### Source data
......

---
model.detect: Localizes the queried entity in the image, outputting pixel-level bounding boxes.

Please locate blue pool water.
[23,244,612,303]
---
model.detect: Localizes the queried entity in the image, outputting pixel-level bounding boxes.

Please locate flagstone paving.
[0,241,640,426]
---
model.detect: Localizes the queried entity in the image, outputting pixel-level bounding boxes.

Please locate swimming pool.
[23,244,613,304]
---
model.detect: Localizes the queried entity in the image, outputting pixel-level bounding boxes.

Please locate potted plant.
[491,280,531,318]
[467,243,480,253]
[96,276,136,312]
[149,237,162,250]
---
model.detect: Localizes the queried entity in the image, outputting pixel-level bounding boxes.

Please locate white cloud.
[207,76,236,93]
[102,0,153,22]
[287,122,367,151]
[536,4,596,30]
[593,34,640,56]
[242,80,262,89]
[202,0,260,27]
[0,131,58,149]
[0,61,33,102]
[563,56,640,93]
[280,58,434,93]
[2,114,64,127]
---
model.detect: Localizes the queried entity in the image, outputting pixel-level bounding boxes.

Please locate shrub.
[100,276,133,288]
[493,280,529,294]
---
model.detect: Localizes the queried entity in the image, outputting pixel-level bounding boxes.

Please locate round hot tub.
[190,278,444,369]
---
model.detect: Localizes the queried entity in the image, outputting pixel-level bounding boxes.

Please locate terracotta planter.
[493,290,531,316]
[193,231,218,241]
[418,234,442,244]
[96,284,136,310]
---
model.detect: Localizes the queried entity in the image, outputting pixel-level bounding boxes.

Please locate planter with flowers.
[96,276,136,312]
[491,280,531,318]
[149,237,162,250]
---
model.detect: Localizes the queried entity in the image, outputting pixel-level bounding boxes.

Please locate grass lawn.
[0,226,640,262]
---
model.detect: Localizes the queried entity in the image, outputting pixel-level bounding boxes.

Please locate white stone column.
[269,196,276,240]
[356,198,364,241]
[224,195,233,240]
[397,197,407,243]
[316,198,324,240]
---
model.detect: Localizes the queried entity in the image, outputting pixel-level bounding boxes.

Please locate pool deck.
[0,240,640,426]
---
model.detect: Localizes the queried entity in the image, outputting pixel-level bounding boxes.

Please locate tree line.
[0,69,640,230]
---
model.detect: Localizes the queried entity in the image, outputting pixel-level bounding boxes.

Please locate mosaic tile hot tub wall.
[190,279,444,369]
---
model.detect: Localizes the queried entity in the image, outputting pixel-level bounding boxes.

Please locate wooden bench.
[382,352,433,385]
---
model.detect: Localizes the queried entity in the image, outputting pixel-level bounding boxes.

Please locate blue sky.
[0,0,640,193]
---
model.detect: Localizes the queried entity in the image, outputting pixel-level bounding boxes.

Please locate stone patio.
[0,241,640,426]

......

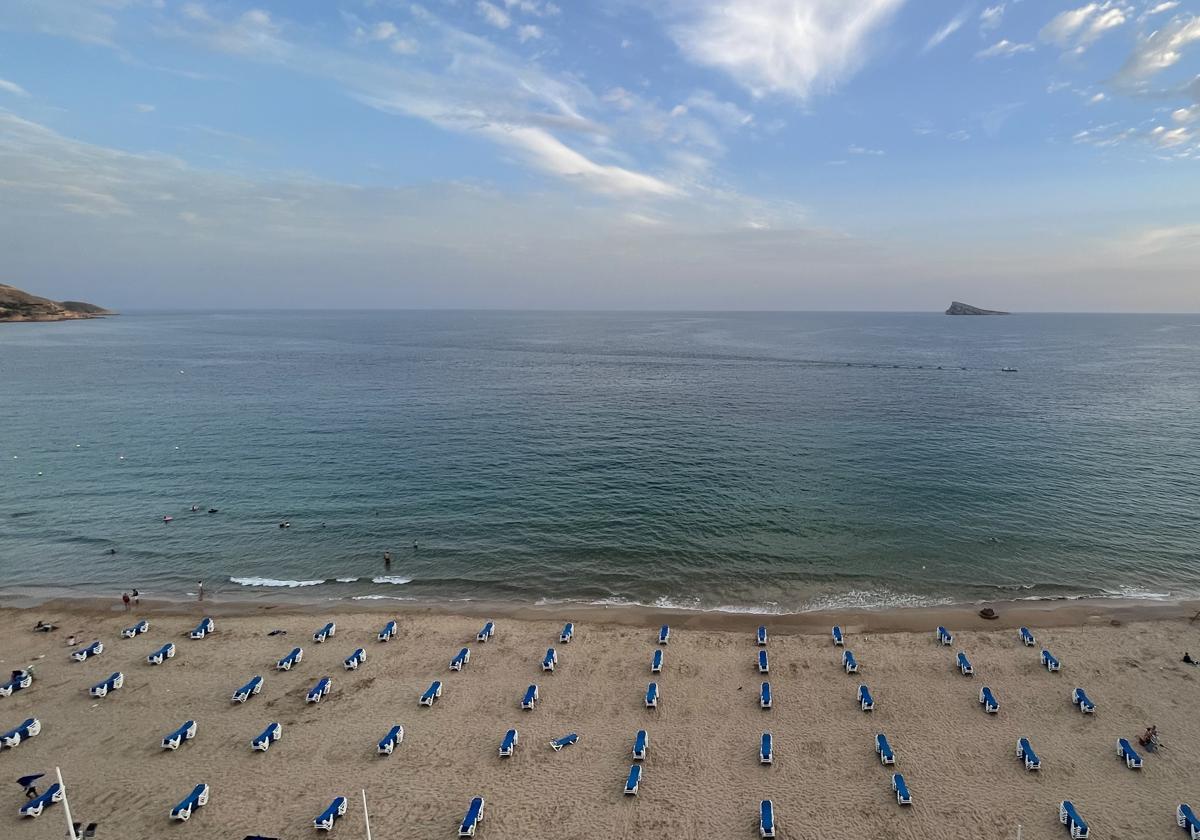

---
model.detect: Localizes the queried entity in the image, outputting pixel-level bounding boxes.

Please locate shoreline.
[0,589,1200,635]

......

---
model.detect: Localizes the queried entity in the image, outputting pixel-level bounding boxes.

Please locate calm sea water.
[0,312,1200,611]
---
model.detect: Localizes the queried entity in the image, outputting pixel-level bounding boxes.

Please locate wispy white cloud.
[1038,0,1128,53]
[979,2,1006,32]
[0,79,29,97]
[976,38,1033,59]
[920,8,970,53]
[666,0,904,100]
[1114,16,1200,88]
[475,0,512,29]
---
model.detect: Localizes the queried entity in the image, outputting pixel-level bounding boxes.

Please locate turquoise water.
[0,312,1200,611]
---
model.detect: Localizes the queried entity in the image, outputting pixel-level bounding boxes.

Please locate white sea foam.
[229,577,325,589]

......

### What you need to do
Count how many lines in the rows above contain the string "blue", with case counting, and reply with only that number.

### Exercise solution
2